§ EXCERTO
..............................

Introduções desconfortáveis: Check! Talvez quando menos se esperava, mas onde calhou melhor. Tim Berners Lee a ser apresentado com uma espécie de atestado de desconhecimento, um vídeo em que entrevistavam vários jovens a responder à pergunta “quem inventou a Internet?” As respostas variaram entre Steve Jobs e a Siri. A mensagem parecia ser “o nosso convidado de honra não dispensa apresentações, de todo, porque ninguém o conhece.” Não me parece que seja a forma mais delicada de saudar uma das personalidades mais influentes da nossa era e a cabeça de cartaz desta espécie de festival, mas parece-me algo que aconteceria, vá, ali.

Tim Berners-Lee a falar com Laurie Segall, CNN, no palco principal da Web Summit

Alguém vai falar em hashtags: Mais outra surpresa vinda do homem mais desconhecido do mundo: entre tantos jovens que subiram ao palco, foi este senhor — Tim Berners Lee — o primeiro a gritar uma hashtag para o microfone (#FORTHEWEB). Felizmente, o senhor não padecia da grande maleita contemporânea, vocês sabem, quando a pessoa subitamente dispensa os anos de escolaridade obrigatória ou qualquer espécie e respeito por que o/a lê e passa a escrever #hashtagscomosefossemfrasesequemquiserqueleiaquemnãoquisertembomremédio. Façam um Live Aid para resolver isto. Pequeno aviso aos leitores menos jovens desta publicação: nunca cruzem os dedos de forma a imitar o símbolo enquanto dizem héshtégue. Acho que lhe podemos chamar um pecado cardinal.

Sotaques: Contra o que seria esperado e àquilo a que nos têm habituado, o primeiro convidado com um sotaque bem marcado não foi António Costa, nem mesmo o senhor Marcelo, mas o Ministro do Digital Francês. Bonito: eles vêm para cá roubar-nos os lugares nos Elétricos, comprar os nossos prédios devolutos, e agora até a nossa imagem de marca na Web Summit levam. Neste campeonato, o Guterres, tirando “some small sings” não nos deixou ficar mal e o próprio Primeiro Ministro demonstrou a todos os portugueses que gostavam de experimentar mas acham caro, como doze meses no British Council fazem toda a diferença.

Momentos #METOO: Não sei se foi distraído com o que se estava a passar em palco ou se este enorme Sir já tinha bebido uns copos de Sherry para enfrentar a audiência, mas quando a jornalista Laurie Segall, da CNN, lhe fez uma pergunta um pouco política, a resposta dele foi tentar agarrar-se a ela e levou um chega-para-lá, como no Urban ninguém leva.

..............................

§ DADOS FORNECIDOS
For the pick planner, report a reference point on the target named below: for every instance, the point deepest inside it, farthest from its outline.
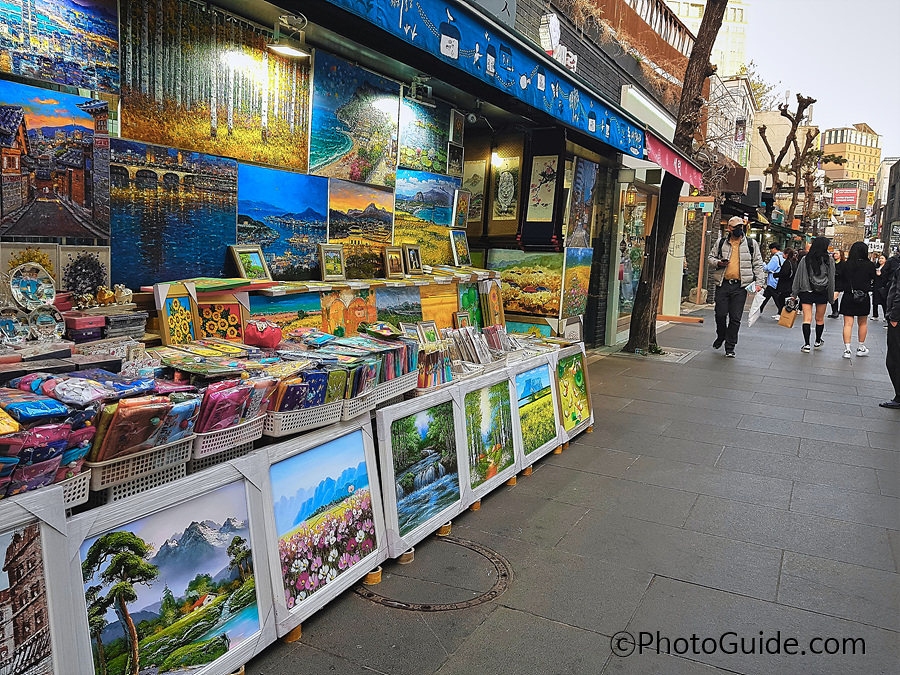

..............................

Prolongue o excerto sobre a Web Summit a partir do ponto em que termina. A listagem não tem qualquer relação com o excerto sobre a Web Summit.

(De resto, se me permitirem uma nota um pouco mais séria, todo o evento inaugural teve cuidado em pôr tantas mulheres quanto homens em palco; foi notado e deve ser louvado.)

Fuck Trump: não houve um momento Robert De Niro, o que deixa pena. Mas Darren (esperem só um segundo, vou copiar o nome dele ao Google que isto assim não vai lá) Aronofsky, deixa uma mensagem para os Americanos na audiência: não votem em pessoas que acreditam na tecnologia por trás do Twitter, mas não no resto da ciência. Sick burn, bro. Depois admiram-se que os democratas levam na pá.

Pessoas que acham que estamos aqui para ouvir conversas sérias: Infelizmente, cromos repetidos não dão bónus porque tanto Lisa Jackson como António Guterres mergulharam um bocado fundo de mais nos temas sobre os quais foram falar. Ao fim de sete minutos já toda a audiência estava a confirmar pela terceira vez quantos likes é que a foto do badge da Web Summit tinha conseguido. Poucos, obviamente. Já dizia o outro: send nudes.

Lisa Jackson, da Apple, chamou a atenção para as temáticas de educação e sustentabilidade da tecnologia

Alguém vai celebrar os dez anos: Claro. Não acabava sem isto. Mas foi mais discreto do que estávamos à espera. Pensando bem, é uma idade bonita. Se procurarmos um paralelismo com uma pessoa, é aquela fase da construção de uma personalidade que alterna entre o insuportável e o embaraçoso. Meteorologicamente falando, é céu muito nublado com algumas abertas.

Pontualidade Portuguesa: Se por um lado estávamos a contar que a inauguração atrasasse aquela meia hora — não atrasou — ou que pelo menos alguém tivesse de fazer um compasso de espera para comprar tempo para um dos políticos portugueses sair do Rato e se pôr no Parque das Nações, não tivemos, o que não deixa de ser surpreendente se pensarem que com três deles convidados, a probabilidade era imensa. Pelo menos, os restantes membros do ecossistema português não nos deixaram ficar mal: foram convidados para subir ao palco no momento de “premir do botão” e só houve uns dez que chegaram a tempo. E pensar que esta figurinha foi em tempos apresentada como o corta-fitas. Ao menos o cognome era divertido. Agora é o prime-botões. Sad.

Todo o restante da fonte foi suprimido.